__INSTRUCTIONS FOR THE TASK__: An exact copy of the data is required. No picture may appear in it.

__STUDY MATERIAL__:
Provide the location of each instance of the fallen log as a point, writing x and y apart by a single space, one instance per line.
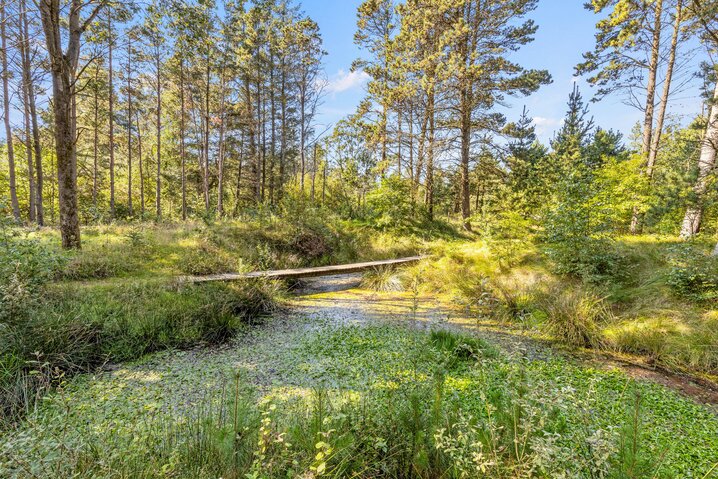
302 272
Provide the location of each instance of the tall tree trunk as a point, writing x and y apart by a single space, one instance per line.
158 185
706 164
259 166
6 116
63 68
314 169
25 60
411 146
283 141
110 113
273 115
465 155
183 155
302 137
205 168
665 96
220 160
96 138
399 140
421 154
238 192
29 154
650 102
141 165
129 126
40 213
430 157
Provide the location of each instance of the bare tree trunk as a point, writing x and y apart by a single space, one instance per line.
158 185
706 164
650 102
205 169
283 141
658 131
259 176
220 161
314 169
96 138
63 70
273 138
324 180
239 175
183 155
399 140
302 139
421 154
465 194
129 126
430 158
411 145
25 59
6 110
142 173
40 213
111 113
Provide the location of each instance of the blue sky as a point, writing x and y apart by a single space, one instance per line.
566 30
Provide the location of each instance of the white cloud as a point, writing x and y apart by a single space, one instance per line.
345 80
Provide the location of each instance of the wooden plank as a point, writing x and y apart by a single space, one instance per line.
302 272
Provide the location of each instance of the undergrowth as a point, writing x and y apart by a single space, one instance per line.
661 307
368 401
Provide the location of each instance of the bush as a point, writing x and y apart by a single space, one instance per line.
25 267
693 274
206 259
593 260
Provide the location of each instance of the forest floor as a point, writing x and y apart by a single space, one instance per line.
105 415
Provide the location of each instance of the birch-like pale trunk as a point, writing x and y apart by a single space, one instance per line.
706 165
6 117
650 104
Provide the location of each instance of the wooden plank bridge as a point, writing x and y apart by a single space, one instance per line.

__EXERCISE OUTPUT__:
Provide the location of each instance of the fallen log as a point, writing x and y apart by a single space, one instance per line.
302 272
Provide the location of each instance of the tall tree trunk as a point, writing x and y apart by a single space, one instance per line.
158 185
706 164
259 166
6 116
63 68
314 169
25 60
411 146
283 141
110 113
273 115
465 155
183 155
302 137
205 168
665 96
220 160
96 138
399 140
421 154
238 192
29 154
650 102
141 165
129 126
40 213
430 157
Provide the location of each instance of the bare tree trunk as a point, writing x and y apart by a single space, one instance per line.
158 185
706 164
650 102
205 169
283 141
658 131
259 176
220 161
314 169
96 138
63 70
273 138
324 180
239 175
183 155
399 140
302 139
421 154
465 194
129 126
430 158
411 145
25 59
6 110
142 173
40 213
111 113
Provide the location of each instance of the blue sky as a point, writing x and y apart by a single space, one instance per line.
566 30
Provide the location of each instance of the white cloud as a point, writing x and y apart by a single space, one instance per line.
345 80
Provide the location of each instance of the wooden plank as a point, writing x and y apart by a single space, one instance per line.
302 272
Provide the location of each instance of the undergrowth as a point, writing x and y apart by a single space, one instance per line.
661 307
368 401
Provide the location of each instance of the bush as a point, writing x and y apart by a single space, one instance per line.
25 267
693 274
206 259
593 260
Provide the location of each instance of the forest floor as a point, writing x and y apart by a single space, one instance per line.
105 415
Provide the location of each instance of the birch-like pale trunk as a point, writing x and y apart by a single space, one instance per line.
706 165
6 117
650 104
Provide the location of each instance of the wooden plank bridge as a point, writing x and y apart by a single space, one instance per line.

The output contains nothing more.